=== OPDRACHTEN ===
• 1. Over welke drie onderwerpen gaan de energieprojecten die het fragment noemt?
• 2. Schrijf het fragment van "Deze samenwerking vindt" tot "energie en energie-efficiëntie." over en vervang daarbij "Europeanen" door "Europese burgers".

=== FRAGMENT ===
-----

Deze samenwerking vindt plaats in zulke uiteenlopende gebieden als biotechnologie, gezondheid, nanotechnologie, luchtvaart, vervoer, energie en klimaatverandering. Het is een samenwerking die we als Europeanen moeten ondersteunen, omdat we veel problemen hebben die dringend een oplossing vereisen en omdat het verenigen van de krachten in onderzoek en ontwikkeling, vernieuwing en technologieoverdracht alleen maar gunstig kan zijn voor beide partijen.

Eén voorbeeld is energie, wat daar ook een zeer urgente kwestie is. We willen hetzelfde: de toevoer veiligstellen tegen een redelijke prijs en op een milieuvriendelijke manier. In deze richting worden er heel interessante onderzoeksprojecten uitgevoerd over CO2-technologieën, duurzame energie en energie-efficiëntie.

Een ander belangrijk terrein van wetenschappelijke samenwerking met Zuid-Afrika en Afrika als geheel dat benadrukt moet worden, is dat van aids, een ziekte die het continent teistert en die in een land als Zuid-Afrika de levensverwachting met meer dan tien jaar heeft doen dalen.

Ik denk derhalve dat de specifieke verwijzing naar dit onderzoek in de resolutie heel belangrijk is.

Ten slotte zou ik erop willen wijzen dat alle samenwerking moet worden versterkt, door uitwisseling van informatie, eerlijke en open dialoog en oprechte erkenning door beide partijen.

 
  
MPphoto
 
 

  Fiona Hall, namens de ALDE-Fractie. (EN) Mijnheer de Voorzitter, deze ontwerpresolutie inzake het steunen van de wetenschappelijke samenwerking met Afrika komt precies op het goede moment, want ze volgt direct op een serie verklaringen die de afgelopen twaalf maanden zijn afgelegd over wetenschap in Afrika – door de Economische Commissie voor Afrika van de VN in januari 2007, in de Verklaring van de G8-top over het versterken van onderzoek en ontwikkeling en in het nieuwe hoofdstuk over ICT en wetenschap en technologie in de EU-Afrikastrategie.

-----

=== VERZAMELDE GEGEVENS ===
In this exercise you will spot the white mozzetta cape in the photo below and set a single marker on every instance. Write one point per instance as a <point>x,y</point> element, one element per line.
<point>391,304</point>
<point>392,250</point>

-----

=== VOLLEDIGE ANTWOORDEN ===
• 1. CO2-technologieën, duurzame energie en energie-efficiëntie.

• 2.
Deze samenwerking vindt plaats in zulke uiteenlopende gebieden als biotechnologie, gezondheid, nanotechnologie, luchtvaart, vervoer, energie en klimaatverandering. Het is een samenwerking die we als Europese burgers moeten ondersteunen, omdat we veel problemen hebben die dringend een oplossing vereisen en omdat het verenigen van de krachten in onderzoek en ontwikkeling, vernieuwing en technologieoverdracht alleen maar gunstig kan zijn voor beide partijen.

Eén voorbeeld is energie, wat daar ook een zeer urgente kwestie is. We willen hetzelfde: de toevoer veiligstellen tegen een redelijke prijs en op een milieuvriendelijke manier. In deze richting worden er heel interessante onderzoeksprojecten uitgevoerd over CO2-technologieën, duurzame energie en energie-efficiëntie.